• _INSTRUCTIONS_:
1. Answer these questions about the Scrawny Gecko Strips thread, marking each answer with the same letter as its question:
(a) Which website does Erica give for getting the strips?
(b) Who provided the image that Erica points Andre to?
(c) What kind of bag does Erica say the strips come in?
2. In the listing, update the lines from the one holding "Segment every instance of the canal water." through the end of the listing, inclusive, by replacing "canal water" with "river water" and keeping everything else the same. Reply with only those lines, and omit the picture.

*** TEXT SECTION

# Scrawny Gecko Strips!



## Erica (11/6/18)

Scrawny Gecko Strips new cotton!
Get yours now www.theflavourmill.co.za​

Reactions: Like 3


----------



## Andre (11/6/18)

Sounds interesting. Show us a strip?

Reactions: Like 1 | Agree 2


----------



## RainstormZA (11/6/18)

Strip show, anyone?

Reactions: Funny 9


----------



## Erica (11/6/18)

Andre said:


> Sounds interesting. Show us a strip?


Hi @Andre see image kindly provided by Vape Warehouse

Reactions: Like 1 | Thanks 1


----------



## RainstormZA (11/6/18)

Erica_TFM said:


> Hi @Andre see image kindly provided by Vape Warehouse


How many strips are in a packet?


----------



## Erica (18/6/18)

RainstormZA said:


> How many strips are in a packet?


It's a normal 100g bag, strips should last you long enough if you use them wisely


----------



## RainstormZA (18/6/18)

******
*** RAW DATA

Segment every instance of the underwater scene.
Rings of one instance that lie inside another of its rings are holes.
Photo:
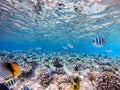
[[[0,0],[0,90],[120,90],[120,0]]]

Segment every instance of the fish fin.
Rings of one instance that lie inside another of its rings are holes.
[[[0,78],[8,79],[11,77],[13,77],[13,74],[10,71],[0,67]]]

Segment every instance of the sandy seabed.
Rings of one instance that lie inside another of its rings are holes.
[[[1,51],[0,61],[15,61],[21,67],[11,90],[120,90],[120,58],[94,54]],[[1,81],[2,82],[2,81]]]

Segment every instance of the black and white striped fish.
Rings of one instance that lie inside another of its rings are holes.
[[[27,86],[23,86],[22,90],[31,90],[31,89],[29,87],[27,87]]]
[[[13,78],[4,82],[4,85],[6,85],[9,88],[13,86],[16,82],[17,82],[17,78]]]
[[[103,37],[96,37],[93,39],[92,44],[95,47],[103,47],[106,44],[106,40]]]

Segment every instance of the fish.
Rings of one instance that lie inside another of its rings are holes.
[[[16,62],[0,62],[0,78],[10,79],[20,73],[20,66]]]
[[[29,87],[27,87],[27,86],[23,86],[22,90],[31,90],[31,89]]]
[[[17,78],[12,78],[4,82],[4,85],[6,85],[8,88],[13,86],[17,82]]]
[[[78,76],[72,82],[72,90],[80,90],[80,80]]]
[[[67,46],[68,46],[69,48],[74,48],[74,46],[73,46],[72,44],[70,44],[70,43],[68,43]]]
[[[10,90],[10,89],[3,83],[0,83],[0,90]]]
[[[109,49],[109,48],[108,48],[108,49],[105,50],[105,52],[106,52],[106,53],[111,53],[111,52],[112,52],[112,49]]]
[[[68,50],[68,47],[63,47],[64,50]]]
[[[103,47],[106,45],[106,40],[103,37],[96,37],[93,39],[92,44],[95,47]]]

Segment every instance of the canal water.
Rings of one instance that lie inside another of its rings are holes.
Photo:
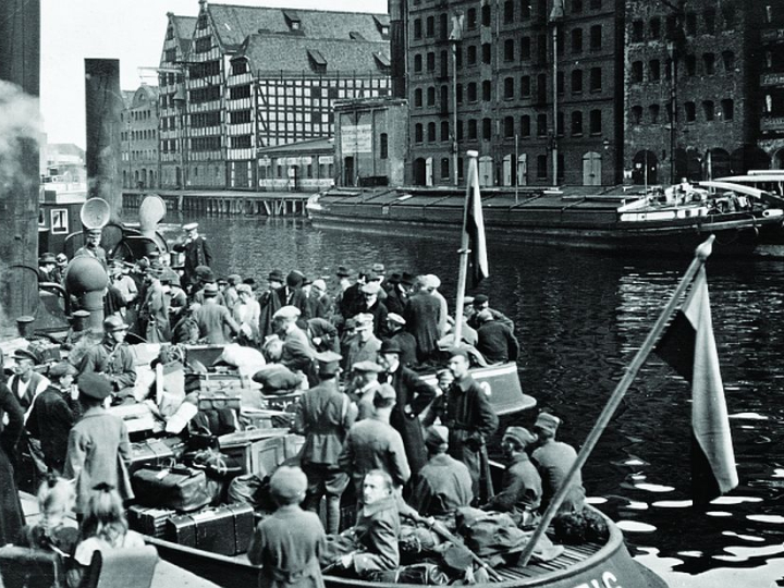
[[[187,219],[196,220],[196,219]],[[453,240],[317,230],[291,219],[197,219],[224,275],[265,283],[297,268],[334,287],[338,265],[436,273],[454,301]],[[520,379],[563,417],[579,445],[689,260],[509,245],[488,235],[485,293],[515,321]],[[710,259],[713,324],[740,486],[689,504],[690,388],[656,356],[646,363],[584,469],[587,492],[620,522],[633,553],[671,586],[782,586],[784,580],[784,260]],[[517,417],[531,425],[534,415]]]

******

• _SOLUTIONS TO THE TASKS_:
1.
(a) www.theflavourmill.co.za
(b) Vape Warehouse
(c) A normal 100g bag

2.
Segment every instance of the river water.
Rings of one instance that lie inside another of its rings are holes.
Photo:
[[[187,219],[196,220],[196,219]],[[453,240],[317,230],[291,219],[197,219],[224,275],[265,283],[297,268],[334,287],[338,265],[436,273],[454,301]],[[520,379],[563,417],[579,445],[689,260],[509,245],[488,235],[485,293],[515,321]],[[710,259],[713,324],[740,486],[689,504],[690,388],[656,356],[646,363],[584,469],[587,492],[620,522],[633,553],[671,586],[782,586],[784,580],[784,260]],[[517,417],[531,425],[534,415]]]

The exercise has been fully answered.